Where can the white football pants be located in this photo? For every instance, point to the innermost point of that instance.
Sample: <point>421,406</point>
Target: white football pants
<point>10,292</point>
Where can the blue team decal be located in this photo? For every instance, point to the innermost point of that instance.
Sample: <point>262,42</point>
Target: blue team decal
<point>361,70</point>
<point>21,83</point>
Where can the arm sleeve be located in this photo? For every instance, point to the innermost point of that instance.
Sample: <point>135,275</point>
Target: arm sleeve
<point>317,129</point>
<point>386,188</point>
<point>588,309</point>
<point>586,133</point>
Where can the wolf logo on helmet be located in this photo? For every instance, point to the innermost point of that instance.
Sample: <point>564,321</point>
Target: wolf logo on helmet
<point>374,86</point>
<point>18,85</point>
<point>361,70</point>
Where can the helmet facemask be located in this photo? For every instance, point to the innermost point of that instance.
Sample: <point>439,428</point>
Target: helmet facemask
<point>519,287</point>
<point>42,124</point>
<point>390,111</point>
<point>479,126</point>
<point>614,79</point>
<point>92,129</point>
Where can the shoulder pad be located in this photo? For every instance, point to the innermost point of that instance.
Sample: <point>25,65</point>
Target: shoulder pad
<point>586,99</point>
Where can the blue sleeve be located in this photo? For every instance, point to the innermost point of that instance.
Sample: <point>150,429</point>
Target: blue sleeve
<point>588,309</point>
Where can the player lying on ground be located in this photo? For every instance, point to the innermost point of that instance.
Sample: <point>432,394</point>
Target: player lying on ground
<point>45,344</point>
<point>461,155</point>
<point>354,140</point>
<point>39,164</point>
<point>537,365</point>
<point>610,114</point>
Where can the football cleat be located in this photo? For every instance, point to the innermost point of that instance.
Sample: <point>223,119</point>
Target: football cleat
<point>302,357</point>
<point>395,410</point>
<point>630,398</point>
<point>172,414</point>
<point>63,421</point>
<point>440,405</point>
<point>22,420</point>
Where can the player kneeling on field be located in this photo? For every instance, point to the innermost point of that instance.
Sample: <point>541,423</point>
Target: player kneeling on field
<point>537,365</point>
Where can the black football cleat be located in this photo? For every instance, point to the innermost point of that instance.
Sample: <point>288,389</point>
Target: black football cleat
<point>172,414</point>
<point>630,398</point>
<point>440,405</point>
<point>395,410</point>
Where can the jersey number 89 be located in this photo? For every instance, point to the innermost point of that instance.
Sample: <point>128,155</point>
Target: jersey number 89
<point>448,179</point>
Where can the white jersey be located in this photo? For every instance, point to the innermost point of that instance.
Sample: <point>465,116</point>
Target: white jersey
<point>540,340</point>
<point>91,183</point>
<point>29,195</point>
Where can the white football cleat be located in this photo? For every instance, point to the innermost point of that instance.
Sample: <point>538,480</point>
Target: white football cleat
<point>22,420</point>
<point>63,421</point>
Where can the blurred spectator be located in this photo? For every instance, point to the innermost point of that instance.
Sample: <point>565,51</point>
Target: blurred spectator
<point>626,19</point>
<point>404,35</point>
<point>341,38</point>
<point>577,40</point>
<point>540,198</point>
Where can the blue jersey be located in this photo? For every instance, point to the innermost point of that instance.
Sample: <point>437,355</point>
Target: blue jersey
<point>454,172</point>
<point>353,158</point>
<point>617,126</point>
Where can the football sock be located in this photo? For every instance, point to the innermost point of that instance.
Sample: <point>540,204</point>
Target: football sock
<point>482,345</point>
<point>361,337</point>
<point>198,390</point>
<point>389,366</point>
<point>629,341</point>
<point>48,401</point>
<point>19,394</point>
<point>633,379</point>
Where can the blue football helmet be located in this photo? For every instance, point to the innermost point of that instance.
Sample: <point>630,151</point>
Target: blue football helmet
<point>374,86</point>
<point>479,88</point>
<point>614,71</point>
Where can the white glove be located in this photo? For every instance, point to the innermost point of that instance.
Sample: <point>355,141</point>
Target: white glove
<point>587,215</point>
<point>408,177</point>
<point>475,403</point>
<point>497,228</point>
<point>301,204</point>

**About this task**
Please give an exact copy of the lines above, beginning with the line containing "Where can the helmet" and running through the line containing "Where can the shoulder", and of no other lines.

**Answer space**
Where can the helmet facemask be located in this photo? For every instance, point to the innermost point of that instance.
Sample: <point>439,428</point>
Target: helmet facemask
<point>519,287</point>
<point>42,124</point>
<point>390,111</point>
<point>479,126</point>
<point>614,79</point>
<point>92,129</point>
Where can the shoulder pad be located in this photo? For every instance, point to the innermost point of that instance.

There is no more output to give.